Reproduce the stretch of the listing from the line containing "Robotics grasp planner here. Where is the lichen" through the line containing "top-left (289, 312), bottom-right (399, 370)", both ends included, omitting the pictures.

Rows from a box-labeling dataset:
## START

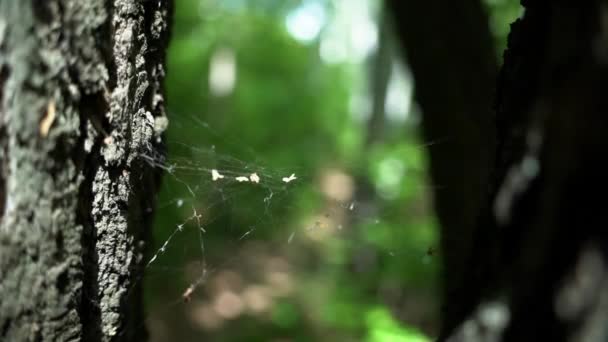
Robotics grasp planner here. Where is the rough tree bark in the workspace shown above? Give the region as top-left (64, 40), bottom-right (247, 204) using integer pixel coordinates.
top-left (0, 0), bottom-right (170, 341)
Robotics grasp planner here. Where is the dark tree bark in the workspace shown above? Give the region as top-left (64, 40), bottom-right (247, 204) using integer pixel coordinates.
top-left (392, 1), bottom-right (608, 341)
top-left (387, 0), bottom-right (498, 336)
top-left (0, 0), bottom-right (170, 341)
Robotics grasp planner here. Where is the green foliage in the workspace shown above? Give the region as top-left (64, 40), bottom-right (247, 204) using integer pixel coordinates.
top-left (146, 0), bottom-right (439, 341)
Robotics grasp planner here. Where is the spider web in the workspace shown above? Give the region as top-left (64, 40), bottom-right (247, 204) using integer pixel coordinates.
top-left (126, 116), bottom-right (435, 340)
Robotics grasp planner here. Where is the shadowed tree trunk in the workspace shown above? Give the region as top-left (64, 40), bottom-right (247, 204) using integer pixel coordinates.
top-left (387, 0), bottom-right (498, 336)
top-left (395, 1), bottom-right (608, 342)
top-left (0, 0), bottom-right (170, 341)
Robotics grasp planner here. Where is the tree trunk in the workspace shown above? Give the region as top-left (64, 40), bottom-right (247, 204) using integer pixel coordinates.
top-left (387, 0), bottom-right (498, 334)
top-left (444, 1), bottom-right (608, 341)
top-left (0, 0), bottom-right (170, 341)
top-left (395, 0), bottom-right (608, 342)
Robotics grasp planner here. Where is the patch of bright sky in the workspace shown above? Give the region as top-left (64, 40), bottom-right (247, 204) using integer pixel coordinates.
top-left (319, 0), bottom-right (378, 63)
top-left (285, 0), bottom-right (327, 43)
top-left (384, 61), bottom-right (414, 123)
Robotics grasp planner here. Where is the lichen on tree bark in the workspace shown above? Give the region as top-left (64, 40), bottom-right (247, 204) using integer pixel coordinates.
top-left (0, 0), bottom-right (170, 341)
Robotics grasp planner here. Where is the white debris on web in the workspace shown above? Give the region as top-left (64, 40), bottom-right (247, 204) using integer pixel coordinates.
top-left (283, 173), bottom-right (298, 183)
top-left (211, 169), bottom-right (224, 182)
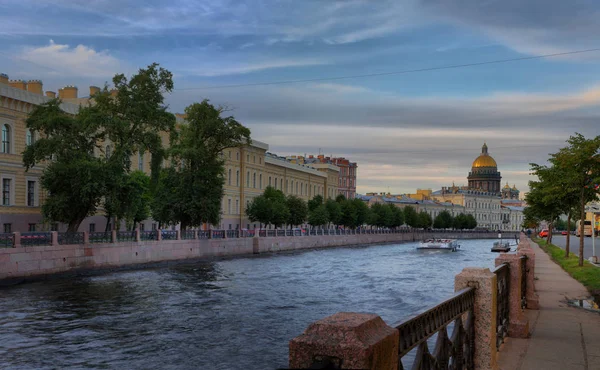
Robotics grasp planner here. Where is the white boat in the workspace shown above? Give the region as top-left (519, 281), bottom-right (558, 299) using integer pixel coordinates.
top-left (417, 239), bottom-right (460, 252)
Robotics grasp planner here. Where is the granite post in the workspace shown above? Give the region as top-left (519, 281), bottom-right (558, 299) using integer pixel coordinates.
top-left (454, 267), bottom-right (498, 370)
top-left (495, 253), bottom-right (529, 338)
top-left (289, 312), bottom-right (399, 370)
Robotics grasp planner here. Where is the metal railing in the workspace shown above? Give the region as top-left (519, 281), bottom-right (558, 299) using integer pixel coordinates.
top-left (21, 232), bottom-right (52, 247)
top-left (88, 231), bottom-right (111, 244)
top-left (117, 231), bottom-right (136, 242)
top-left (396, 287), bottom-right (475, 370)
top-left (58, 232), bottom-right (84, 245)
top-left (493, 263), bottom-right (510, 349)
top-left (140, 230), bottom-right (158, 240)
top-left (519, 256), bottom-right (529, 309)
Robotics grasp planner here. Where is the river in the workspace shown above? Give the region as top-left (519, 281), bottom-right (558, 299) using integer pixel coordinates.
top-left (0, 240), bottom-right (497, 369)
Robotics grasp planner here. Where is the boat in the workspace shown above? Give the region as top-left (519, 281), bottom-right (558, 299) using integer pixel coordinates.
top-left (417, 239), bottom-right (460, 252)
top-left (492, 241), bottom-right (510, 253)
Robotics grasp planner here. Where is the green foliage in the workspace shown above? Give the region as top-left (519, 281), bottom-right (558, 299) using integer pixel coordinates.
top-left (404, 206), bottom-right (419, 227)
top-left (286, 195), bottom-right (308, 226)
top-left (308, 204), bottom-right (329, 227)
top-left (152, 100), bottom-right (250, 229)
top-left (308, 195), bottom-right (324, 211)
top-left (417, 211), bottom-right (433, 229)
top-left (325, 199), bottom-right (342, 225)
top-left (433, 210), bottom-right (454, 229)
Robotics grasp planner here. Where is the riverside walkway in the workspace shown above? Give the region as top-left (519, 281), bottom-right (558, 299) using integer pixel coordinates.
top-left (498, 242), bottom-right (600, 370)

## END

RESULT OF THE TASK
Robotics grasp planner here. Where is the lichen on tree bark in the workspace shown above? Give the region as top-left (64, 40), bottom-right (247, 204) using integer pixel coordinates.
top-left (0, 0), bottom-right (170, 341)
Robotics grasp planner here. Where is the white debris on web in the workspace shown above? Give the region as top-left (64, 40), bottom-right (247, 204) using integer pixel coordinates.
top-left (283, 173), bottom-right (298, 183)
top-left (211, 169), bottom-right (224, 182)
Robotics grasp planner here. Where is the white boat in the workspace shown above? Give the region as top-left (519, 281), bottom-right (558, 299) using integer pixel coordinates.
top-left (417, 239), bottom-right (460, 252)
Robotics grasp planner here. Where is the granite post in the workspace shown above? Give the region as top-left (519, 281), bottom-right (558, 299) using integer pixel coordinates.
top-left (454, 267), bottom-right (498, 370)
top-left (495, 253), bottom-right (529, 338)
top-left (289, 312), bottom-right (399, 370)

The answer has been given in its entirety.